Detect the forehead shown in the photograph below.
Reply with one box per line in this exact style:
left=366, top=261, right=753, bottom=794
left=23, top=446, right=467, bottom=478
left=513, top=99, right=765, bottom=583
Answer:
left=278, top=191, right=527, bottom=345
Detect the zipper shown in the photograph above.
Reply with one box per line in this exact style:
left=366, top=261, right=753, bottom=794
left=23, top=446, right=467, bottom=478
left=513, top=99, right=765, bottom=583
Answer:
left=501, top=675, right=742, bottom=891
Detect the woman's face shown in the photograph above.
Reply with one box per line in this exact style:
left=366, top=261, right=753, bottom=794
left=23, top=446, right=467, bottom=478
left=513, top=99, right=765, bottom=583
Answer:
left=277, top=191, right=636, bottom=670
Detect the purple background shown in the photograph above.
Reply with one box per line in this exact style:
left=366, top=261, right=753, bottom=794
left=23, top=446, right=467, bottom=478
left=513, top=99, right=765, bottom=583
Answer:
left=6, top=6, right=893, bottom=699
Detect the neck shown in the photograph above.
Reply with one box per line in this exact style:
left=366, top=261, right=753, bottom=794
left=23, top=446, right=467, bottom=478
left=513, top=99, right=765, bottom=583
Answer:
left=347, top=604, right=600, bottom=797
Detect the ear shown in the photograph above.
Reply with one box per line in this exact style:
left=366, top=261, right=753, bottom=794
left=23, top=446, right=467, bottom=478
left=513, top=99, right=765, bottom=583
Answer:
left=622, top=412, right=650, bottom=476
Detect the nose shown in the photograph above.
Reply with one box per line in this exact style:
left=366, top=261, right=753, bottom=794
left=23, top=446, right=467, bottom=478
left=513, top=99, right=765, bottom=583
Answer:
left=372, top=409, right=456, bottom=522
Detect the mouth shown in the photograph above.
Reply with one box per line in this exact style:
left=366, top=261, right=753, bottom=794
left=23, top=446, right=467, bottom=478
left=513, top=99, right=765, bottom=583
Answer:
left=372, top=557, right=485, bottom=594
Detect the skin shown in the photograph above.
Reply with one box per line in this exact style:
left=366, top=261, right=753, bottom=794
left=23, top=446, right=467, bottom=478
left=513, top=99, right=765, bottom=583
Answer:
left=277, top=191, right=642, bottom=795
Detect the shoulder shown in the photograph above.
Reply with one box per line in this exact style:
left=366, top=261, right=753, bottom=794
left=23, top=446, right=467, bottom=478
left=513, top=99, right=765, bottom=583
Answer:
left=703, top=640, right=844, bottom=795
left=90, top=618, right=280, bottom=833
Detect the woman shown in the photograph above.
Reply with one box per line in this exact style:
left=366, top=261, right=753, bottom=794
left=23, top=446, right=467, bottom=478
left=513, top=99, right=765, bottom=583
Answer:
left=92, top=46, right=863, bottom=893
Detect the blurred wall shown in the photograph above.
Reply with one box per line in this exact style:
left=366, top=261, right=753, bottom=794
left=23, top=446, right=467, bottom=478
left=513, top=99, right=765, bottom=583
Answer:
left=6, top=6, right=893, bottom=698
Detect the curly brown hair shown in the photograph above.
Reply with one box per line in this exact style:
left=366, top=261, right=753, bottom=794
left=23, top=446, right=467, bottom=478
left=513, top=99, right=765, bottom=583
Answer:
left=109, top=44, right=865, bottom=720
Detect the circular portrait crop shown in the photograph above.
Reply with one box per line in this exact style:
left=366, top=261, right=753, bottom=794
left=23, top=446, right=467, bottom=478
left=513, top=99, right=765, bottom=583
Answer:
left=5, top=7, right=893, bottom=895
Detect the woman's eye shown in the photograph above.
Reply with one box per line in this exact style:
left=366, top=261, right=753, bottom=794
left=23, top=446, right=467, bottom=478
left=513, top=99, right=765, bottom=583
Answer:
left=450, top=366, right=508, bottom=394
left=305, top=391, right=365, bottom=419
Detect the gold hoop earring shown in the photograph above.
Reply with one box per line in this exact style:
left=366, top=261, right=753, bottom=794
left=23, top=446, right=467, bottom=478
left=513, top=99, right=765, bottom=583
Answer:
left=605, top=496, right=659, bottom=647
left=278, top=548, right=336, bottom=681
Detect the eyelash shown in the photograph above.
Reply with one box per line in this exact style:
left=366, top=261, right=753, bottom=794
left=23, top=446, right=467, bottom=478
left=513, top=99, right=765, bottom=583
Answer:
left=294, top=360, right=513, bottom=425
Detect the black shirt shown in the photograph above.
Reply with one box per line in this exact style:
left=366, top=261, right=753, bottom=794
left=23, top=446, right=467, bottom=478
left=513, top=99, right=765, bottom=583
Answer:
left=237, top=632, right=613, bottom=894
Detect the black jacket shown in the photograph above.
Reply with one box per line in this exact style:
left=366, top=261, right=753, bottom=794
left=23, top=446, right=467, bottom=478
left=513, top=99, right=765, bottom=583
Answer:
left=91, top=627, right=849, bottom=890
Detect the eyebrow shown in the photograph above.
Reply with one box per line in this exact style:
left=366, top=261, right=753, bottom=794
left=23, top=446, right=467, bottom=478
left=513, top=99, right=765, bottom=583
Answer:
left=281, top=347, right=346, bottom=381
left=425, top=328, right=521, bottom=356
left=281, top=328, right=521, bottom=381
::::::::
### WRITTEN EXERCISE
Pull every line of the records above and reproduce each one unchanged, character for character.

### SOLUTION FOR THIS TASK
Detect the forehead shown in the photograph below.
Reply with one box per line in this exact style:
left=366, top=261, right=753, bottom=794
left=23, top=446, right=467, bottom=478
left=513, top=99, right=765, bottom=583
Answer:
left=278, top=191, right=527, bottom=345
Detect the zipper shown in the photograph above.
Reply with one box per line in this exact style:
left=366, top=261, right=753, bottom=794
left=23, top=446, right=467, bottom=478
left=513, top=99, right=765, bottom=583
Answer:
left=501, top=675, right=742, bottom=891
Detect the woman's face shown in the photograph above.
Reply with one box per line in this exact style:
left=366, top=261, right=753, bottom=794
left=23, top=446, right=467, bottom=478
left=513, top=99, right=765, bottom=583
Answer:
left=277, top=191, right=636, bottom=670
Detect the purple background shown in the photograph above.
Reply with one box per line in this exact style:
left=366, top=261, right=753, bottom=794
left=23, top=446, right=467, bottom=478
left=513, top=99, right=765, bottom=583
Answer:
left=6, top=6, right=893, bottom=699
Detect the neck shown in the photograph above.
Reply with one box per line in this exact style:
left=366, top=261, right=753, bottom=794
left=23, top=446, right=467, bottom=478
left=513, top=99, right=765, bottom=583
Answer:
left=347, top=604, right=600, bottom=797
Detect the ear shown in the photograph above.
Reply with one box per line in this exact style:
left=366, top=261, right=753, bottom=794
left=23, top=446, right=467, bottom=478
left=513, top=99, right=765, bottom=583
Answer:
left=622, top=412, right=650, bottom=476
Detect the nose shown in the photograph above.
Reply with one box per line in this exact style:
left=366, top=261, right=753, bottom=794
left=23, top=446, right=467, bottom=478
left=513, top=99, right=765, bottom=583
Answer:
left=372, top=409, right=456, bottom=522
Detect the mouth shown in the photograph above.
Reply with one box per line in this exact style:
left=366, top=261, right=753, bottom=794
left=23, top=446, right=467, bottom=478
left=513, top=99, right=765, bottom=583
Answer:
left=372, top=557, right=485, bottom=594
Detect the skin shown in the photograph above.
Reply with one box per line in this exact style:
left=366, top=261, right=753, bottom=794
left=23, top=446, right=467, bottom=478
left=513, top=99, right=765, bottom=583
Answer:
left=277, top=191, right=642, bottom=795
Detect the shoulder shown in the photograph above.
Reply with one box per line in this exact style:
left=366, top=261, right=753, bottom=794
left=23, top=446, right=467, bottom=478
left=513, top=99, right=765, bottom=583
Answer:
left=703, top=640, right=844, bottom=795
left=90, top=618, right=280, bottom=833
Detect the woman shown in the photograph above.
Reply with one box per line in this exact style:
left=366, top=261, right=753, bottom=794
left=23, top=446, right=467, bottom=478
left=513, top=99, right=765, bottom=583
Answer:
left=92, top=46, right=863, bottom=893
Detect the blurred wall shown in the photograph above.
Reply with one box per line in this exact style:
left=366, top=261, right=753, bottom=794
left=23, top=446, right=467, bottom=478
left=513, top=99, right=765, bottom=583
Answer:
left=6, top=6, right=893, bottom=698
Detect the curly brown hair shown in the photograph above.
Reply with one box per line in this exact style:
left=366, top=261, right=753, bottom=794
left=23, top=446, right=467, bottom=478
left=513, top=99, right=765, bottom=583
Answer:
left=109, top=44, right=865, bottom=720
Detect the circular portrait crop shown in the photograph above.
Reply with one box per line in this exact style:
left=366, top=261, right=753, bottom=794
left=23, top=446, right=467, bottom=478
left=513, top=99, right=765, bottom=583
Answer:
left=5, top=7, right=893, bottom=895
Detect the woman's eye shown in the photograph above.
Reply with one box per line in this exact style:
left=366, top=261, right=753, bottom=794
left=23, top=446, right=467, bottom=478
left=513, top=99, right=765, bottom=583
Answer:
left=450, top=366, right=508, bottom=394
left=305, top=391, right=365, bottom=419
Detect the gold hoop earring shown in the photograph above.
Reply with one box per line in this exact style:
left=366, top=261, right=753, bottom=794
left=23, top=446, right=467, bottom=478
left=513, top=99, right=765, bottom=583
Answer:
left=605, top=496, right=659, bottom=647
left=278, top=548, right=336, bottom=681
Detect the eyelash shown in the photograph above.
Reply with one box per line in this exact style:
left=366, top=261, right=753, bottom=794
left=23, top=446, right=467, bottom=478
left=513, top=99, right=765, bottom=583
Answer:
left=294, top=360, right=513, bottom=425
Detect the black shirt shown in the photograph above.
Reply with one box per line in this exact style:
left=366, top=261, right=753, bottom=794
left=23, top=446, right=467, bottom=478
left=513, top=99, right=765, bottom=583
Answer:
left=237, top=632, right=613, bottom=894
Detect the black jacket shown in the photograph above.
Reply with one box per line in this exact style:
left=366, top=261, right=753, bottom=794
left=23, top=446, right=467, bottom=478
left=513, top=99, right=765, bottom=583
Answer:
left=91, top=627, right=849, bottom=890
Detect the eyebrow shown in the photograph above.
Reply with one box per line in this exact style:
left=366, top=261, right=753, bottom=794
left=23, top=446, right=467, bottom=478
left=513, top=99, right=765, bottom=583
Answer:
left=281, top=347, right=346, bottom=381
left=425, top=328, right=521, bottom=356
left=281, top=328, right=521, bottom=381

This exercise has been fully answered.